Document passage =>
★ ★ ★ ★ ★
Paul Naybour Paul Naybour

Published: 7th January 2010

I’ve finished so I’ll start

A critical look at critical Path Analysis

John Bolton, Programmes Director, Parallel Project Training

For a large number of years students of project management have been taught to undertake precedence diagramming as a mechanism for determining the end date of a project and as a guide to the optimisation of resource usage. It is probably the most recognisable aspect of modern project management techniques, culminating as it does in the production of the ubiquitous Gantt cart. It is enshrined in the deepest darkest fundamentals of planning software systems and as such has become widespread it its application, albeit often invisible to the person driving the software. This sometimes blind devotion to software as a one stop shop leads the unwary into the production of poor plans, not fit for purpose. Whilst PDM is a perfectly viable technique there are other variations on a theme using other methods and techniques such as agile and critical chain etc. that are dismissed (knowingly or unknowingly) in the belief that PDM is all you need. These other techniques for manipulating plans have a lot to offer as supplementary mechanisms or even as wholesale alternatives to achieving the best result. The need to consider some other form of planning rigour is further substantiated due to the inherent challenges when deploying the PDM. In this article we look at the limitations of it and of critical path analysis with practical tips on how these challenges can be overcome.
The principles
The theory of PDM is well understood by all project managers and requires that an analysis of the lowest level of work package or activity be undertaken and that they become connected together as in Figure 1.

A simple precedence diagram

Figure 1 A simple precedence diagram

The normal relationship between the ‘nodes’ in the network are those of finish to start. This means that any subsequent tasks can only start once the predecessor has finished. The subsequent task does not have to start immediately after the predecessor but merely that it can. Any gap between the predecessor and successor is termed float and can appear either after the predecessor (free float) or before it (independent float). Once the whole network has been analysed the critical path will be determined as the longest path through the network thus determining the end date. The network above has an end date of period 9. The use of this simple approach has a number of limitations and challenges when trying to predict plans for projects. Practitioners need to be aware of these challenges so they do not compromise the plan and so that the project can perform effectively. These challenges are illustrated below.
Challenge number 1 – Inertia
The project manager will spend a significant amount of time creating a plan. After that significant investment the inclination on the part of the project manager is not to change it unless something significant happens. The plan remains fixed and the project manager does their upmost best to resist any contra effects to change it.
★ ★ ★ ★ ★
Record list =>
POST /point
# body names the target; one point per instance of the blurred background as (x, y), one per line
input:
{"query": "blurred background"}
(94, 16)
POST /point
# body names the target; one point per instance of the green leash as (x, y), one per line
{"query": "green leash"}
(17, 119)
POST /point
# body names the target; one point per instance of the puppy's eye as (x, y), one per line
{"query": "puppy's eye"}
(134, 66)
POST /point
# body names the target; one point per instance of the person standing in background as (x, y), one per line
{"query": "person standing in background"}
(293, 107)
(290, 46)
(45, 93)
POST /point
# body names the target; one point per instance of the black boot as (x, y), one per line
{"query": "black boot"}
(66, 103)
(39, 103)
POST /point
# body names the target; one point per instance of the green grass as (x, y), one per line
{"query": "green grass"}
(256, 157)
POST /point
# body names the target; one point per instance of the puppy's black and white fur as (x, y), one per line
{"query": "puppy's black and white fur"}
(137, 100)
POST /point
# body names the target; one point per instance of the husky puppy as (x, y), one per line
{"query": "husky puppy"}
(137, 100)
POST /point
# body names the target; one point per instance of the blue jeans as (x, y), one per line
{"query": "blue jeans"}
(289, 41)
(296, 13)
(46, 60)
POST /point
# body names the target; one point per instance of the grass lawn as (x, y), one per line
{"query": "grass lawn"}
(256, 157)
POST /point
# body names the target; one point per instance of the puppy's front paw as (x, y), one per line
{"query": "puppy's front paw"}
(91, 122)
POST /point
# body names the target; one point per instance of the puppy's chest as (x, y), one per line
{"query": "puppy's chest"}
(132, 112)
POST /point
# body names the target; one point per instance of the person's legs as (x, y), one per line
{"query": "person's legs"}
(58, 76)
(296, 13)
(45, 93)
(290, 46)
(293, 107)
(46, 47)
★ ★ ★ ★ ★
Exercise description =>
In the critical path analysis article, do these statements agree with the text? Answer yes or no for each, and quote the words that decide it.
1. The normal relationship between the nodes in the network is start to start.
2. The network in Figure 1 has an end date of period 9.
3. The critical path is the shortest path through the network.

Response below =>
1. No: "The normal relationship between the ‘nodes’ in the network are those of finish to start."
2. Yes: "The network above has an end date of period 9."
3. No: "the critical path will be determined as the longest path through the network"